### QUESTIONS
[1] Rewrite the part of the stem cell text that opens with the words containing "Obesity, narcolepsy, leukemia" and closes with "bettering human health.", replacing "gene circuits" with "gene networks".
[2] According to the stem cell text, which protein could potentially be injected into patients to stimulate wound healing?

### SOURCE TEXT
•••••

Obesity, narcolepsy, leukemia and muscle injuries have at least one thing in common — they are engaging the next generation of top stem cell scientists.
Five of these scientists presented their research March 3 at the Junior Faculty Candidate Mini-Symposium hosted by USC’s Department of Stem Cell Biology and Regenerative Medicine:
Hao Yuan Kueh, PhD, from the California Institute of Technology introduced his research about so-called gene circuits in the immune systems of mammals. These complex networks of genes work together to control whether immune stem cells replicate themselves or differentiate into more specialized cell types: macrophages and T-cells. Using a combination of experimental and mathematical approaches, Kueh has offered a potential strategy for understanding the development of normal immune cells, as well as bettering human health.
Florian Merkle, PhD, from Harvard University described converting stem cells into the brain cells that malfunction in two common diseases: obesity and narcolepsy. He created a technique for safely studying these diseases in the laboratory by producing three types of brain cells: hypocretin (HCRT) neurons that promote wakefulness, agouti-related peptide (AGRP) neurons that promote feeding, and pro-opiomelanocortin (POMC) neurons that inhibit feeding. This research could pave the way for correcting mutations or transplanting replacement neurons into patients with these and other diseases.
Robert A.J. Signer, PhD, from the University of Texas, Southwestern, described an important difference between blood-forming, or hematopoietic, stem cells (HSCs) and partially or fully differentiated blood cells. Individual HSCs synthesize far less protein than their more differentiated counterparts. Subtle changes to this level of protein synthesis can promote or prevent aging and diseases, including leukemia, anemia and bone marrow failure.
Joseph T. Rodgers, PhD, from Stanford University discussed how stem cells repair and regenerate tissue, including muscle, skin and bone. Injury activates nearby stem cells and also puts more distant stem cells on alert, preparing the entire body to help with repair if needed. Rodgers has identified some of the key molecular signals that put these stem cells on alert — including a protein called hepatocyte growth factor (HGF) that could potentially be injected into patients to stimulate wound healing.

•••••

### RECORDS SHOWN

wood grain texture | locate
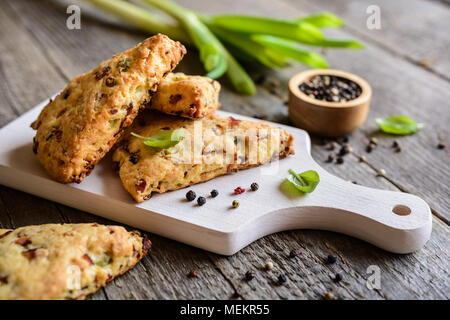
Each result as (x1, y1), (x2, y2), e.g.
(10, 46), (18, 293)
(0, 0), (450, 299)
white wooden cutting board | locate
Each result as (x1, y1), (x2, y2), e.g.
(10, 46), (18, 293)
(0, 97), (432, 255)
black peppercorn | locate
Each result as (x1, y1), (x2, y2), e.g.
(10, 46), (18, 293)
(186, 190), (197, 201)
(339, 146), (350, 156)
(188, 270), (198, 278)
(327, 254), (337, 264)
(278, 274), (287, 283)
(197, 197), (206, 206)
(438, 141), (447, 150)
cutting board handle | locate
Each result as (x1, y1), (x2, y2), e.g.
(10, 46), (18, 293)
(253, 168), (432, 254)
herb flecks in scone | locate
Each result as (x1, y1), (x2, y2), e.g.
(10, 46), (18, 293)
(113, 110), (294, 202)
(32, 34), (186, 183)
(0, 223), (151, 300)
(149, 73), (220, 119)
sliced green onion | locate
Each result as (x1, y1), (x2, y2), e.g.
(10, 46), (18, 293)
(287, 169), (320, 193)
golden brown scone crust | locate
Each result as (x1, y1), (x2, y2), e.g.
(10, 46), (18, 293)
(113, 110), (294, 202)
(32, 34), (186, 183)
(148, 73), (220, 119)
(0, 223), (151, 300)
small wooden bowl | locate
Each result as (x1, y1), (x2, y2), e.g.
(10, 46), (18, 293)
(289, 69), (372, 137)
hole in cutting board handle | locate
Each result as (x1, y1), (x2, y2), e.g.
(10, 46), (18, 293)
(392, 204), (411, 216)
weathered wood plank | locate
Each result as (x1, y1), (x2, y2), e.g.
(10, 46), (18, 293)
(0, 2), (233, 299)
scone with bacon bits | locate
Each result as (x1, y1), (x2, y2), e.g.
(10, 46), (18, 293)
(148, 73), (220, 119)
(32, 34), (186, 183)
(113, 110), (294, 202)
(0, 223), (151, 300)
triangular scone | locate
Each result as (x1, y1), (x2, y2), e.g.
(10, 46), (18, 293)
(113, 110), (294, 202)
(148, 73), (220, 119)
(32, 34), (186, 183)
(0, 223), (151, 300)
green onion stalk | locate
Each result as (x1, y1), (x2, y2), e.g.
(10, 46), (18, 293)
(85, 0), (363, 95)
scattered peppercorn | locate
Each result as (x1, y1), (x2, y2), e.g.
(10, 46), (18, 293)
(234, 187), (245, 194)
(327, 254), (337, 264)
(188, 270), (198, 278)
(324, 292), (334, 300)
(186, 190), (197, 201)
(245, 270), (256, 281)
(278, 274), (287, 283)
(265, 261), (273, 270)
(197, 197), (206, 206)
(289, 250), (297, 258)
(250, 182), (259, 191)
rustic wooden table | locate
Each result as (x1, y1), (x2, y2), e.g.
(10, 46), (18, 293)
(0, 0), (450, 299)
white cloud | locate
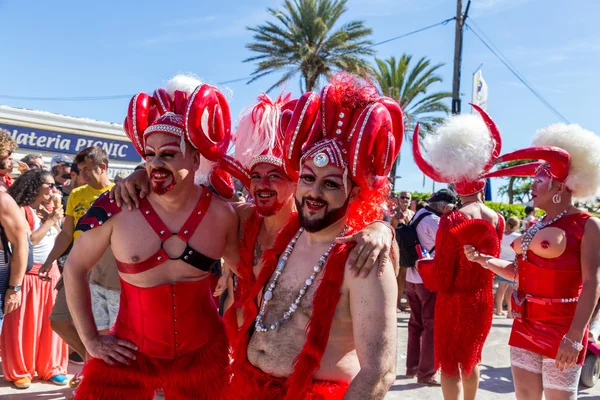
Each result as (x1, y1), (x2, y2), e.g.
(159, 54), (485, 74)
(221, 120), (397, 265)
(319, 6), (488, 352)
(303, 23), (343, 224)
(160, 15), (217, 27)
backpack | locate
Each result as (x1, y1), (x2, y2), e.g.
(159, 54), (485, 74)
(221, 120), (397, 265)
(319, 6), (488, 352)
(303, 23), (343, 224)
(396, 207), (440, 268)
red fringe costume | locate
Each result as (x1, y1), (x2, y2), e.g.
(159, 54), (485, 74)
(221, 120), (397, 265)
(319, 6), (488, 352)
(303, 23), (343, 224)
(75, 79), (231, 400)
(508, 213), (590, 365)
(419, 211), (504, 376)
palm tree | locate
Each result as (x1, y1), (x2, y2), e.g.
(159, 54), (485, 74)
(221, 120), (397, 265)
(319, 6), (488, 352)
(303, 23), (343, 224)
(371, 53), (452, 183)
(244, 0), (373, 91)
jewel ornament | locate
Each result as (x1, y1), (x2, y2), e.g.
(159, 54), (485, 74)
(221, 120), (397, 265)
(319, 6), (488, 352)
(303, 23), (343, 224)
(254, 226), (348, 332)
(521, 209), (569, 261)
(313, 153), (329, 168)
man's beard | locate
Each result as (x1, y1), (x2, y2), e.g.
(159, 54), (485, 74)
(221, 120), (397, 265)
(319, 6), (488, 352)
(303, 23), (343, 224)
(252, 190), (290, 217)
(0, 158), (12, 171)
(150, 168), (177, 196)
(294, 197), (350, 232)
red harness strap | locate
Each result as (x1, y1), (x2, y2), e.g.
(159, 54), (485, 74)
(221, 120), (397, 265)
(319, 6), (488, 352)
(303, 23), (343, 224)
(117, 186), (212, 274)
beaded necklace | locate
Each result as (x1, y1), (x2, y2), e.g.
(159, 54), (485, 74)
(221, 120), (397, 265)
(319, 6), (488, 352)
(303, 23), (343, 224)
(254, 226), (348, 332)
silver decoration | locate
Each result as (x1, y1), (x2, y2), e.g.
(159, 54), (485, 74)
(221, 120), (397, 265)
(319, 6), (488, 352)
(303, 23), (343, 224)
(144, 124), (185, 138)
(521, 209), (569, 261)
(254, 226), (348, 332)
(352, 103), (379, 176)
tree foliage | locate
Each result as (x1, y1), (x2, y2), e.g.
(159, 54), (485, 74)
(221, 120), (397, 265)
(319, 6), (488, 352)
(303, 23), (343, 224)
(244, 0), (373, 91)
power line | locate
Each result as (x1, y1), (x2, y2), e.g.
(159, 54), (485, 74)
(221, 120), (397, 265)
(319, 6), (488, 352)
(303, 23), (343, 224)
(0, 17), (454, 101)
(465, 23), (569, 124)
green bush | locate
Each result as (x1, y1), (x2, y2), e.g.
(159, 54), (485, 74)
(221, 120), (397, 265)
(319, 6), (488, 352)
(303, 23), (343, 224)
(485, 201), (545, 219)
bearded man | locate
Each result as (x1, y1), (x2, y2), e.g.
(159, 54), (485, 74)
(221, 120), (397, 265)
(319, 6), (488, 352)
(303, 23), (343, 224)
(64, 76), (238, 399)
(225, 75), (403, 400)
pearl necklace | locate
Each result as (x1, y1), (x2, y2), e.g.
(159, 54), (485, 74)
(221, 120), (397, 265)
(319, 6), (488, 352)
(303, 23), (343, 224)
(521, 208), (569, 261)
(254, 226), (348, 332)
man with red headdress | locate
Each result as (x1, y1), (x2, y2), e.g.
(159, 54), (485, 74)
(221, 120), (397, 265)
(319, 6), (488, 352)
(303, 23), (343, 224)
(64, 76), (238, 400)
(413, 106), (504, 399)
(115, 94), (400, 355)
(465, 124), (600, 400)
(225, 76), (403, 399)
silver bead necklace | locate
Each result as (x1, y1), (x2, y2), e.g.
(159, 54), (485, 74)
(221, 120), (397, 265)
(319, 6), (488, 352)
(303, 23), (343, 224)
(254, 226), (348, 332)
(521, 208), (569, 261)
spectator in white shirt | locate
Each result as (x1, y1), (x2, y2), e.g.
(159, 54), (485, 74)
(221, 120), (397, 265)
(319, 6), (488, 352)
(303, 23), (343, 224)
(406, 189), (458, 386)
(495, 217), (521, 318)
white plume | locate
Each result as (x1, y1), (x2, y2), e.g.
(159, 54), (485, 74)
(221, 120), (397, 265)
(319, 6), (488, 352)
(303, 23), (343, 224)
(533, 123), (600, 199)
(235, 97), (281, 168)
(423, 114), (494, 182)
(165, 74), (217, 185)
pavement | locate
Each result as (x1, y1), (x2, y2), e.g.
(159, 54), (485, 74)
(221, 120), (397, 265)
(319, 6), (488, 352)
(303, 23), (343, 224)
(0, 313), (600, 400)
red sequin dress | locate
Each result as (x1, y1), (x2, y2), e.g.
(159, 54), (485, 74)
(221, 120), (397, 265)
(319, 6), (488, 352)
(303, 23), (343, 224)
(509, 213), (590, 365)
(419, 211), (504, 376)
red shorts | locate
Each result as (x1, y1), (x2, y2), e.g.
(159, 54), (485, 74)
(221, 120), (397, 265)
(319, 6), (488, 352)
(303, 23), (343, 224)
(223, 359), (349, 400)
(75, 332), (229, 400)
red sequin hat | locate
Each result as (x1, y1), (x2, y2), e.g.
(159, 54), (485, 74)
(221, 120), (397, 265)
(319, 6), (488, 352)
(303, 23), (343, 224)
(483, 146), (571, 182)
(220, 93), (297, 188)
(281, 74), (404, 189)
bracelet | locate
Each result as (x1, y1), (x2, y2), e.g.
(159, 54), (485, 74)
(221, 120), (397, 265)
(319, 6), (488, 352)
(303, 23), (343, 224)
(563, 334), (583, 351)
(367, 220), (396, 243)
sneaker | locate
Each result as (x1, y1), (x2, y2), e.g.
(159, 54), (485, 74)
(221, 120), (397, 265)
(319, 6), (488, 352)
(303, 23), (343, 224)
(48, 374), (69, 386)
(13, 378), (31, 389)
(417, 376), (442, 386)
(69, 351), (84, 365)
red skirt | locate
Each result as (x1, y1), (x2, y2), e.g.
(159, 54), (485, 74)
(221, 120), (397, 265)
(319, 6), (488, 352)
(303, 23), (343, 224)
(75, 331), (229, 400)
(223, 359), (349, 400)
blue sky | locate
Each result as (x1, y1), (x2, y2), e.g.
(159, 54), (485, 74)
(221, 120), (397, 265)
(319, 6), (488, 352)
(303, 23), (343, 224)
(0, 0), (600, 200)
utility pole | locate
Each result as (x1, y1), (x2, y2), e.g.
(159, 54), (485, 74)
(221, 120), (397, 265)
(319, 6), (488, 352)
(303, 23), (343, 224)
(452, 0), (471, 114)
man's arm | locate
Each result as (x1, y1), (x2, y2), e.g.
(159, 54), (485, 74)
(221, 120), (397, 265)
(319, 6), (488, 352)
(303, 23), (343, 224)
(44, 215), (75, 266)
(556, 218), (600, 369)
(344, 255), (398, 400)
(63, 219), (137, 365)
(0, 193), (29, 314)
(222, 203), (240, 274)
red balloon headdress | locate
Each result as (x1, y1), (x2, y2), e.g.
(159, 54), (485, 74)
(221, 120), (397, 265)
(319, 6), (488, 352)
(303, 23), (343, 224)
(281, 74), (404, 189)
(413, 104), (502, 196)
(123, 76), (233, 197)
(221, 93), (297, 187)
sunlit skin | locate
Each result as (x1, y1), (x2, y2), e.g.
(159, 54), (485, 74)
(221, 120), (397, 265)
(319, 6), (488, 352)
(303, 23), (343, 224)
(531, 169), (564, 210)
(77, 160), (106, 189)
(38, 175), (56, 203)
(0, 151), (15, 173)
(250, 163), (295, 217)
(296, 160), (360, 230)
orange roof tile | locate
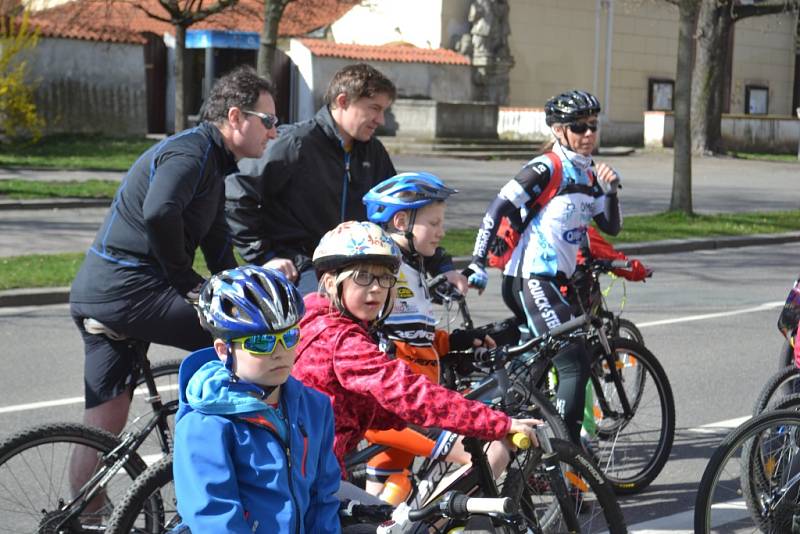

•••••

### ANSWERS PROVIDED
[1]
Obesity, narcolepsy, leukemia and muscle injuries have at least one thing in common — they are engaging the next generation of top stem cell scientists.
Five of these scientists presented their research March 3 at the Junior Faculty Candidate Mini-Symposium hosted by USC’s Department of Stem Cell Biology and Regenerative Medicine:
Hao Yuan Kueh, PhD, from the California Institute of Technology introduced his research about so-called gene networks in the immune systems of mammals. These complex networks of genes work together to control whether immune stem cells replicate themselves or differentiate into more specialized cell types: macrophages and T-cells. Using a combination of experimental and mathematical approaches, Kueh has offered a potential strategy for understanding the development of normal immune cells, as well as bettering human health.

[2] Hepatocyte growth factor (HGF)